____ ОТРЫВОК ТЕКСТА

Одной из главных тем прошлой недели стали жизнь и смерть «Леди Ди», дочери виконта Спенсера, принцессы Дианы, матери наследников престола, так и не ставшей королевой Великобритании. По прошествии 10 лет со дня ее гибели страстей не уменьшилось. Ни вокруг ее жизни, ни вокруг ее смерти.
У миллионов людей, не имеющих, казалось бы, ни малейшего отношения ни к судьбе леди Спенсер, ни к британской короне, и принцесса Диана, и вся королевская семья неизменно продолжают вызывать чувства. Это такой удивительный феномен - их либо беззаветно любят, либо преданно ругают, но они никого не оставляют равнодушным.
Вероятно, именно невозможность абстрагироваться от чувств и эмоций приводит к тому, что жизнь Дианы непременно описывается либо в черных, либо в радужных тонах. Одни ругают принца Чарльза. Вот, дескать, какой глупец, у него под боком была женщина такой удивительной красоты, доброты и человечности, а он всю жизнь смотрел в сторону Камиллы с ее «лошадиным лицом» («лошадиные» челюсти английской аристократии давно стали не ругательством, а классикой, признаком породы). Другие истово сочувствуют Диане: бедняжка попала в ледяной дворец, где никто не захотел ни понять хрупкость ее натуры, ни поддержать любовью и заботой.
На самом деле, клубок этих отношений, похоже, гораздо более сложен и неоднозначен. Корнями он уходит в века, ветвями широко расползается по традициям и правилам английской аристократии. И подходить к ним с другими мерками - это все равно что пытаться понять логику жизни племени майо, измеряя ее законами Ново-Косино или Рублевки.
Каждым в этом сплетении английских судеб двигало что-то свое и при этом, похоже, никто не был готов ни смириться с чем-то, ни, наоборот, восстать.
Семья Дианы, благословившая девушку, значительную часть жизни проведшую в пансионах, на свадьбу с принцем, явно была не прочь официально породниться с правящей династией. (Род Спенсеров веками находился рядом с королевской фамилией, правда, если верить генеалогии, по большей части с ее незаконнорожденными представителями.) Видимо, разведенные родители решили не придавать значения тому факту, что уже на момент помолвки Чарльз был привязан к Камилле, и вручили дочь молодому принцу.
«Бедняжка» Диана, не получившая тепла во дворце, - еще одно расхожее убеждение. Однако Диана была аристократкой, а не сироткой из приюта. Выдержка, деликатность, никаких душераздирающих эмоций и одновременно - никакой глубокой саморефлексии - это законы класса. В этом Диана должна была вырасти; с чего кто-то решил, что ее должны были окружить экспрессией большой южноитальянской семьи?
Есть английская шутка: до пяти лет детей в доме не должно быть слышно, после пяти - видно. С тринадцати-четырнадцати лет - в пансион на полное содержание (вспомните английские романы или хотя бы Гарри Поттера - домой, к родственникам лишь дважды в год), причем, чем выше социальное положение семьи, тем раньше ребенок покидает дом. Тем реже видит родителей. Это другие законы жизни и отношений, к 18 годам ребенок совершенно не зависит от материнского тепла и, в общем, его не ждет. Прямая спина (сутулость - признак простолюдина), сдержанность, доброжелательность, но никакого «душевыворачивания». Диана должна была быть к этому готова, это заложено в генах, закреплено в воспитании.

________

ЗАДАНИЯ К УПРАЖНЕНИЮ:
1. Какая английская шутка о детях приводится в тексте о принцессе Диане?
2. Подхватите текст о принцессе Диане и продолжите его после последнего предложения.

____ ИСХОДНЫЕ ДАННЫЕ

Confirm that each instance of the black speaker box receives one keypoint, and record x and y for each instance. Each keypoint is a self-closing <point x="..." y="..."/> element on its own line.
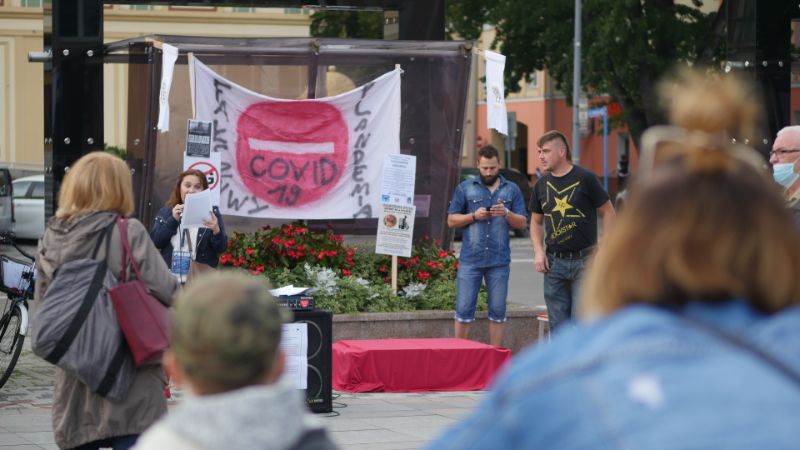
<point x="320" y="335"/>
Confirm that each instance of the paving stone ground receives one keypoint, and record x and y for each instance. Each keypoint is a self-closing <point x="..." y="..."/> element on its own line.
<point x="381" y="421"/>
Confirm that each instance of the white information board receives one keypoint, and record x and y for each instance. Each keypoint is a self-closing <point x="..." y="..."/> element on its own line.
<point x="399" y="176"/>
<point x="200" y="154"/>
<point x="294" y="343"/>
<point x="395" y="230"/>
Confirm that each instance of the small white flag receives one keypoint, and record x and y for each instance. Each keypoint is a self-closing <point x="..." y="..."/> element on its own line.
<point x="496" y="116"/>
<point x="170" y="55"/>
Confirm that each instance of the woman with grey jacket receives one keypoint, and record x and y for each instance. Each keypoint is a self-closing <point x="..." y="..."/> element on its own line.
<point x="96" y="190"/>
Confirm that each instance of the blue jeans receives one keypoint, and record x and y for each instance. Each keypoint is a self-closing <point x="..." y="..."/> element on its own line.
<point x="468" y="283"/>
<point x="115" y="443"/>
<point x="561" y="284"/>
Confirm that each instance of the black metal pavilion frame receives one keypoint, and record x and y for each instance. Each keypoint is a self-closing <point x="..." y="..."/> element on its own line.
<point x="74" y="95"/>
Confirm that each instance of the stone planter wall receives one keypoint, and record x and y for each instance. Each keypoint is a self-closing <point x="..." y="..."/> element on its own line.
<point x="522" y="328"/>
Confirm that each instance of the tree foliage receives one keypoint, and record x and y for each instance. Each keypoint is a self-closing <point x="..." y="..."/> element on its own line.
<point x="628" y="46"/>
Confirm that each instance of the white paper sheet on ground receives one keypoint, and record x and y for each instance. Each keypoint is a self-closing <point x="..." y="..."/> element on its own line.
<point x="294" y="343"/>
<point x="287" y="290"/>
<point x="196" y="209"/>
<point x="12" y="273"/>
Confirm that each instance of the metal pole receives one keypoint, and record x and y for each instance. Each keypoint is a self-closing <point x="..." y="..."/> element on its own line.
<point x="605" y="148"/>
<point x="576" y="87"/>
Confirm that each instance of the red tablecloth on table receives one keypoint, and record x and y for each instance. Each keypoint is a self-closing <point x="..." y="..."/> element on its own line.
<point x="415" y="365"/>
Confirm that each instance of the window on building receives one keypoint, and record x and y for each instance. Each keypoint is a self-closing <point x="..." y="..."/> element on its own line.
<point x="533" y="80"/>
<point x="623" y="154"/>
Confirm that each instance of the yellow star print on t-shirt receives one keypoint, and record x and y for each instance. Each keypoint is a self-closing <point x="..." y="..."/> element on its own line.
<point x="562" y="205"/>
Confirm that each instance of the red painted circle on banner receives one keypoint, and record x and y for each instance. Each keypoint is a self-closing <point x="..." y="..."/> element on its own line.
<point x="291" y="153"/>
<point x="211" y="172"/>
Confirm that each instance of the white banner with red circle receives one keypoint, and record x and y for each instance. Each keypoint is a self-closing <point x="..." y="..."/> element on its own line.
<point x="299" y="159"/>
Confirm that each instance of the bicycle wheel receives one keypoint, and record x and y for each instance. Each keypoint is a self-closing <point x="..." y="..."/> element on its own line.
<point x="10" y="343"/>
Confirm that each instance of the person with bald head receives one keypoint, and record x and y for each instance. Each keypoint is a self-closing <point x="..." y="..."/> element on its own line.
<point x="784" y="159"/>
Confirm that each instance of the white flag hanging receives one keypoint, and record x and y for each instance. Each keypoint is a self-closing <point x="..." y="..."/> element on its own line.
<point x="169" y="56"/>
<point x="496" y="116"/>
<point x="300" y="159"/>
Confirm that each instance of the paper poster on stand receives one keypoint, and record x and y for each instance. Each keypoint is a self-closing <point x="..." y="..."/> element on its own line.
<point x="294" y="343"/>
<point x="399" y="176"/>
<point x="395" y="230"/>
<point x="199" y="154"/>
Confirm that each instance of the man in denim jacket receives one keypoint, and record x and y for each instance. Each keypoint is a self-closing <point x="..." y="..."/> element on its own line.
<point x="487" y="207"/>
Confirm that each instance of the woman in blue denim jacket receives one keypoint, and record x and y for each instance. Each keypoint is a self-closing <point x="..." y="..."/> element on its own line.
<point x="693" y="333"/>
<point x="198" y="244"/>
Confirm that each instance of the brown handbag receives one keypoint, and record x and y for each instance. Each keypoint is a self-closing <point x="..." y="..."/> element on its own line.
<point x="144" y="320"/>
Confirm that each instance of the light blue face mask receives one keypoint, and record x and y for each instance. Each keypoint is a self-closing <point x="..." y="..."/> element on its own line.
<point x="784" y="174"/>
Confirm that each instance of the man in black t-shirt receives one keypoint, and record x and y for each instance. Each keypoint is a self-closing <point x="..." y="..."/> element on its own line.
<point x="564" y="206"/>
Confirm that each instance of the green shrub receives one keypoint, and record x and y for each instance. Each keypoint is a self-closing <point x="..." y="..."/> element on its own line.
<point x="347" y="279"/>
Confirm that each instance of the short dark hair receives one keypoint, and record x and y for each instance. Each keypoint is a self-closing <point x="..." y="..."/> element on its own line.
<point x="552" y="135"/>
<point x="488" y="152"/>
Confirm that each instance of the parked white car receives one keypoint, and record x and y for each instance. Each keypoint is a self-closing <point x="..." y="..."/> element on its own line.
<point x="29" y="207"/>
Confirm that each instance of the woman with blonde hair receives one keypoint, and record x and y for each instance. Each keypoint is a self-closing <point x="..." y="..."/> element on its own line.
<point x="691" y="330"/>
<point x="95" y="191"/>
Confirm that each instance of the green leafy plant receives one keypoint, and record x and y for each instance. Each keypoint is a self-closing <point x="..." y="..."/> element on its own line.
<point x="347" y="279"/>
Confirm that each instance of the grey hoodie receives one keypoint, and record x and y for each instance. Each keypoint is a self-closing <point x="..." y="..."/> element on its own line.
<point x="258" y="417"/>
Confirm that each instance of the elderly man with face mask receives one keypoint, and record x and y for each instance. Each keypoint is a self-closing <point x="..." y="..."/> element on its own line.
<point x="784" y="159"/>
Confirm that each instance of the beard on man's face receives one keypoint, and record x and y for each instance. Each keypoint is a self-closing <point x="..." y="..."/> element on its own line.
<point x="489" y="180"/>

________
____ ИСХОДНЫЕ ДАННЫЕ

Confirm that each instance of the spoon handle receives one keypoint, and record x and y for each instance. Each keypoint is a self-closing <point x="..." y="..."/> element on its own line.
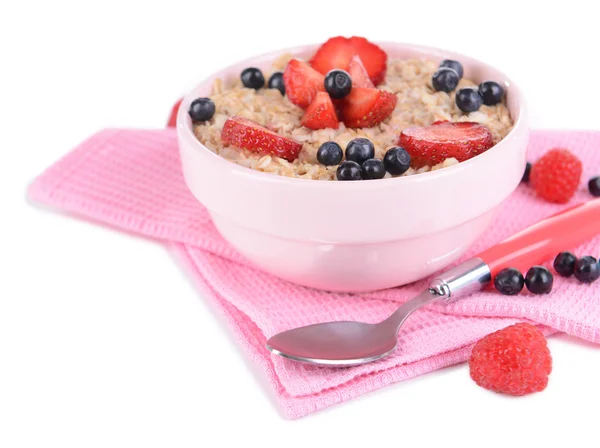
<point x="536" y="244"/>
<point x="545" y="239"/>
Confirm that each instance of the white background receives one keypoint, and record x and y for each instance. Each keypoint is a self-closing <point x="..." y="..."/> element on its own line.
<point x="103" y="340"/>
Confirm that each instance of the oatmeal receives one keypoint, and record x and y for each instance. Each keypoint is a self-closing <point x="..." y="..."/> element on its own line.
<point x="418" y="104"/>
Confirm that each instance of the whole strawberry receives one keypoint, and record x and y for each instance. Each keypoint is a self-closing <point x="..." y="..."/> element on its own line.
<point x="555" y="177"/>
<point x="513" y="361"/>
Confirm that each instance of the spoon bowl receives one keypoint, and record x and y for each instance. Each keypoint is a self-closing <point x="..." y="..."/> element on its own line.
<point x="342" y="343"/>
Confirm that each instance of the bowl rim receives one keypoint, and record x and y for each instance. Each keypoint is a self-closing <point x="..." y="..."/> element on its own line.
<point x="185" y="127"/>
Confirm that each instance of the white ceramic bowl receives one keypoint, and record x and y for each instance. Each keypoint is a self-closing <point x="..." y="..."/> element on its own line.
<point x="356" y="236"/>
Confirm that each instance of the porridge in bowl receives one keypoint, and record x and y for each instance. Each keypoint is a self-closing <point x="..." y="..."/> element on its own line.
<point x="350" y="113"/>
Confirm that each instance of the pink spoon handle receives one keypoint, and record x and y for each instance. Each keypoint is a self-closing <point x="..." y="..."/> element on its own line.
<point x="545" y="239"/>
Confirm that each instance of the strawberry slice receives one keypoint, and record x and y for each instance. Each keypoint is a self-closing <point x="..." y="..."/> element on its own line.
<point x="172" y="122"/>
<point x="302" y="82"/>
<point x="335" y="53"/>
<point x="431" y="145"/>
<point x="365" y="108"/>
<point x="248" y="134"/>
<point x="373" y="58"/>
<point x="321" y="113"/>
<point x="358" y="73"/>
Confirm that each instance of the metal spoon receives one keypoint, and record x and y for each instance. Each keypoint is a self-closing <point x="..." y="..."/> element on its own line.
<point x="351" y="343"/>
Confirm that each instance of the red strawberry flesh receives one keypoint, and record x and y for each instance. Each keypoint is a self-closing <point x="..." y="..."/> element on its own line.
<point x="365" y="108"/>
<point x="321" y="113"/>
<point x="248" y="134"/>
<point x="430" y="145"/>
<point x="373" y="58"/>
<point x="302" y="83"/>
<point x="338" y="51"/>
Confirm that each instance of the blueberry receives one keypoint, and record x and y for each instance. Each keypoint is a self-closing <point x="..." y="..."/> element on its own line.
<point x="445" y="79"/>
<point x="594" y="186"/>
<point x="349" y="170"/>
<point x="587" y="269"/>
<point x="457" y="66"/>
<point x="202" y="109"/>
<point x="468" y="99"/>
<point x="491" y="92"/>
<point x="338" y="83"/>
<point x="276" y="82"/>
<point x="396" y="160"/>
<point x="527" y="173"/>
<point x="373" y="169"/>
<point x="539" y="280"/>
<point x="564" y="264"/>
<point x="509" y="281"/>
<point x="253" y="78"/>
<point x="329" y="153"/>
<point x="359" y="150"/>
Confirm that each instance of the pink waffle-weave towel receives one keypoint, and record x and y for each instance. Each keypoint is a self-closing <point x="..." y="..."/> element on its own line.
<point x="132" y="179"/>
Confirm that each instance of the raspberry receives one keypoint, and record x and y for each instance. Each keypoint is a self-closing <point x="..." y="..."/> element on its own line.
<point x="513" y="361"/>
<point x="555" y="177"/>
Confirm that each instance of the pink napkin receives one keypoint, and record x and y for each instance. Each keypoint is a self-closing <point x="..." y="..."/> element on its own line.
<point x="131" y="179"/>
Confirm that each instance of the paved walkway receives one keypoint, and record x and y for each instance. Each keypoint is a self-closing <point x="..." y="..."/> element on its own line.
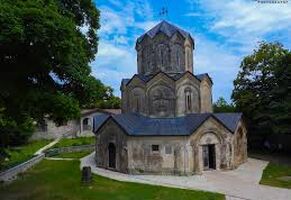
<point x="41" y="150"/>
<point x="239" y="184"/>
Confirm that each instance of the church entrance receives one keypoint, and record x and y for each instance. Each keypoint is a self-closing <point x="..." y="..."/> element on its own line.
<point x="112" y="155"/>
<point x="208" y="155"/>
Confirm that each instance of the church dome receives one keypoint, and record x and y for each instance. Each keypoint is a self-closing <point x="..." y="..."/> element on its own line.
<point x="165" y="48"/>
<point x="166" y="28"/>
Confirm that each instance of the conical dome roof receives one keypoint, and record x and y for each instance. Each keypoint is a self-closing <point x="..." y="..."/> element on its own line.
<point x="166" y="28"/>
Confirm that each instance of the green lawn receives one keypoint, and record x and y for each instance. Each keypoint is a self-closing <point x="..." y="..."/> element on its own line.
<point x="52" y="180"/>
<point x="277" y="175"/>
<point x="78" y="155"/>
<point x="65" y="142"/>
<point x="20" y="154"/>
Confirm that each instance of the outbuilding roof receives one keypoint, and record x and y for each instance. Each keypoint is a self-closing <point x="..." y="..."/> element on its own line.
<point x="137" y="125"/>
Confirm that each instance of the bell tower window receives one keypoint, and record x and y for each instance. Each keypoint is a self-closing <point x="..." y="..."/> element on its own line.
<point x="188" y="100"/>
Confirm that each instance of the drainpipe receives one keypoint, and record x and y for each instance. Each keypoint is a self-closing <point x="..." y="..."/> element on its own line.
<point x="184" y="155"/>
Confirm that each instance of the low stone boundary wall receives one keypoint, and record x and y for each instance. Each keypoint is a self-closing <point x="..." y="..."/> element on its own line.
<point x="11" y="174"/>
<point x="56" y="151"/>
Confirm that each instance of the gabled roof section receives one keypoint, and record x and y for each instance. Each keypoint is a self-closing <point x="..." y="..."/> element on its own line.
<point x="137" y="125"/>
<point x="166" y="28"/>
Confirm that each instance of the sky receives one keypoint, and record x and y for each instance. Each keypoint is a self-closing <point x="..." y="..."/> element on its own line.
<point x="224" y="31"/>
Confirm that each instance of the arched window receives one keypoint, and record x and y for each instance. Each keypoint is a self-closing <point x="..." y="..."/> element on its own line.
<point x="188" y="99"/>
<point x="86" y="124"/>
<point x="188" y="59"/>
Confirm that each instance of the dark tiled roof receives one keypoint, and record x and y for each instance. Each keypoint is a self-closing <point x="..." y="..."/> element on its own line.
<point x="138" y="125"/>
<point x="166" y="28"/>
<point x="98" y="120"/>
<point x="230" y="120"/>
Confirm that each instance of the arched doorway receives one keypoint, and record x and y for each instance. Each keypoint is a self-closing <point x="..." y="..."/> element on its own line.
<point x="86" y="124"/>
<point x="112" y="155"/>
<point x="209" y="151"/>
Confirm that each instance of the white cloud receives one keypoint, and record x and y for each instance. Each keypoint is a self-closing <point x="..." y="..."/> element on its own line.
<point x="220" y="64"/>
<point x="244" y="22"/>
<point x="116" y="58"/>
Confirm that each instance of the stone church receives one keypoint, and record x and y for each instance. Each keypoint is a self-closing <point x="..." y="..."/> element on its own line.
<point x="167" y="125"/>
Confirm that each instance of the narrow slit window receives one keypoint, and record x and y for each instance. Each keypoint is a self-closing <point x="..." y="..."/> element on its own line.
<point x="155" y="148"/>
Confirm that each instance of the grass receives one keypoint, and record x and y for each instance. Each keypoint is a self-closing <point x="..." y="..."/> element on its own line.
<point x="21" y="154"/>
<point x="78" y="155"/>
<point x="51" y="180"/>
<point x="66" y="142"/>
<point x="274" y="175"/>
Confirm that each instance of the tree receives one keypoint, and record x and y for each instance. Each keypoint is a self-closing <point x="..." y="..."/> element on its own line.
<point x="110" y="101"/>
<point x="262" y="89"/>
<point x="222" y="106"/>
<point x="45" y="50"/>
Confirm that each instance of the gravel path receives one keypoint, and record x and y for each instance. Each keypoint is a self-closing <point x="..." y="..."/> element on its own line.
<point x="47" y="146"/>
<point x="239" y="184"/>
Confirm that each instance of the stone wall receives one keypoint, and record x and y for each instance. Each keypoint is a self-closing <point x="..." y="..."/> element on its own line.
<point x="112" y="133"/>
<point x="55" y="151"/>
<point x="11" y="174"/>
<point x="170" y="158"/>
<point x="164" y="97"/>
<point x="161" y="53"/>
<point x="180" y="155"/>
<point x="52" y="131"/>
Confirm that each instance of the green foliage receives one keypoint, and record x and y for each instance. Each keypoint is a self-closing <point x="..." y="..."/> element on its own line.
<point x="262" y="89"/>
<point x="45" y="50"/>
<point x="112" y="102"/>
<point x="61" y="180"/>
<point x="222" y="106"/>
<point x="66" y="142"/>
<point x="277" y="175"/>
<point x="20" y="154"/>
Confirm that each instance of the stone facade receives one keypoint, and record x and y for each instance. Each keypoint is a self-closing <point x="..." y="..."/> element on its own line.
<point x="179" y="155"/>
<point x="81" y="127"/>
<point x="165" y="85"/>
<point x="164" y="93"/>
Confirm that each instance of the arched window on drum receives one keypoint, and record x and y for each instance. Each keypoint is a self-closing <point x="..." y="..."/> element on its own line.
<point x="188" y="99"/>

________
____ ИСХОДНЫЕ ДАННЫЕ

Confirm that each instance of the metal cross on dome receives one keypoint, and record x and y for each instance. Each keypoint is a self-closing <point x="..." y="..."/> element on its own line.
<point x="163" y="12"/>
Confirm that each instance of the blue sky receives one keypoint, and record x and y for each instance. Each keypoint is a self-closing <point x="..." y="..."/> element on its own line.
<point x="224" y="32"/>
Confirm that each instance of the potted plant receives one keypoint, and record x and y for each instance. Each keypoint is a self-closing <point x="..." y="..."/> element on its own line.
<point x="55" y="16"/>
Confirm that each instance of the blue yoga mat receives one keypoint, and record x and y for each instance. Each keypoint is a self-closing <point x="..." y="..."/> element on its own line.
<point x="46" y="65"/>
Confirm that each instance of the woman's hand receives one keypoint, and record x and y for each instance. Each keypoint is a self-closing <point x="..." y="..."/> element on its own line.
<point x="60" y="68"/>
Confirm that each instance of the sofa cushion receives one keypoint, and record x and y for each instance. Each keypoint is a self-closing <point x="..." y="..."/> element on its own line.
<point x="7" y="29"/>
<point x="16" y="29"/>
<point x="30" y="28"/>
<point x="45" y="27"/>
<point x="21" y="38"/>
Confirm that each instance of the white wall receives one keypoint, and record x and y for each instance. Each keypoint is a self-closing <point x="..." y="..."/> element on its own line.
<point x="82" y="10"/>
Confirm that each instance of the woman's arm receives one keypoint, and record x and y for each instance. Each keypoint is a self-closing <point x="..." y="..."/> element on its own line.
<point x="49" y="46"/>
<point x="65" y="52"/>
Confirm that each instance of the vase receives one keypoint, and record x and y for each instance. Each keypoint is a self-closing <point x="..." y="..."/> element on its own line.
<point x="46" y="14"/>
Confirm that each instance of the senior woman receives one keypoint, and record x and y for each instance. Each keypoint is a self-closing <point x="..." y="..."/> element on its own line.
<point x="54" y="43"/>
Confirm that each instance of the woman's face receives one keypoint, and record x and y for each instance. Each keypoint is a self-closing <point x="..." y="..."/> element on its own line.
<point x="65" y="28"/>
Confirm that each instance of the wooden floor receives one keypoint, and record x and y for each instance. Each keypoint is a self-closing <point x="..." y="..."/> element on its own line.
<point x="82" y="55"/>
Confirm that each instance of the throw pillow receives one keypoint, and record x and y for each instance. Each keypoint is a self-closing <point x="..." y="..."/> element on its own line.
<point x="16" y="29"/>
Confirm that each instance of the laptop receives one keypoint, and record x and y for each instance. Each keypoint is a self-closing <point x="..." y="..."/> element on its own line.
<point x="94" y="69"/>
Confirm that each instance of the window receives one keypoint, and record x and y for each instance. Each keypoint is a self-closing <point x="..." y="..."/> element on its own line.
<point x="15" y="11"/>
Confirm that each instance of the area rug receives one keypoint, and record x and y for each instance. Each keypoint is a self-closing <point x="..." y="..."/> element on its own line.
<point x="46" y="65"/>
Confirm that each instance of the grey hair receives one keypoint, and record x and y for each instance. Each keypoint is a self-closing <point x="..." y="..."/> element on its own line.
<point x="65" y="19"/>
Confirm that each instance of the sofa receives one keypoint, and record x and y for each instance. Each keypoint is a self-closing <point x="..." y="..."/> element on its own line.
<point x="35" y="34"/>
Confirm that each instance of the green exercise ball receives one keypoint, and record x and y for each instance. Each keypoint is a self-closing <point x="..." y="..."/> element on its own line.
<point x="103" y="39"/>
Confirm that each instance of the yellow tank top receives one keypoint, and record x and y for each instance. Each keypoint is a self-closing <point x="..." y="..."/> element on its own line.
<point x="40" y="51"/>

________

ПРИВЕДЁННЫЕ ОТВЕТЫ:
1. До пяти лет детей в доме не должно быть слышно, а после пяти их не должно быть видно.

2.
Это с одной стороны, со стороны «теплоты» и «душевности».
Но есть и другая сторона. Королева вышла из викторианской эпохи. Тот, кто находился с нею рядом хотя бы несколько секунд, не мог не ощутить ее титановую натуру. Она - символ, она - оплот. Вне времени, вне суеты. Царственное одиночество. Величие и трагедия застывшего.
...Правила ежегодных чаепитий в Букингемском дворце, рассказывают очевидцы, год от года меняются. Вроде медленно, но меняются. Еще пятнадцать лет назад все женщины должны были быть в шляпах, перчатках и с зонтиками от солнца (не путать с зонтами от дождя). Ныне остались лишь шляпки... Перчатки ушли в прошлое, зонты никто не приносит. Да, платья. Да, моветон приходить в «ройал блю» - цвете королевы. Но шляпка переходит в платье, которое, в свою очередь, переходит в голые ноги (надевать чулки утруждают себя уже не все приглашенные) и босоножки, из которых торчат плохо ухоженные пальцы...
Мажордомы в серых фраках и котелках с манерами XIX века и тут же - пластиковые стаканчики для воды... Гости, степенно гуляющие по тропинкам королевского сада, и шум машин и автобусов прямо здесь же, за оградой. Смешение эпох...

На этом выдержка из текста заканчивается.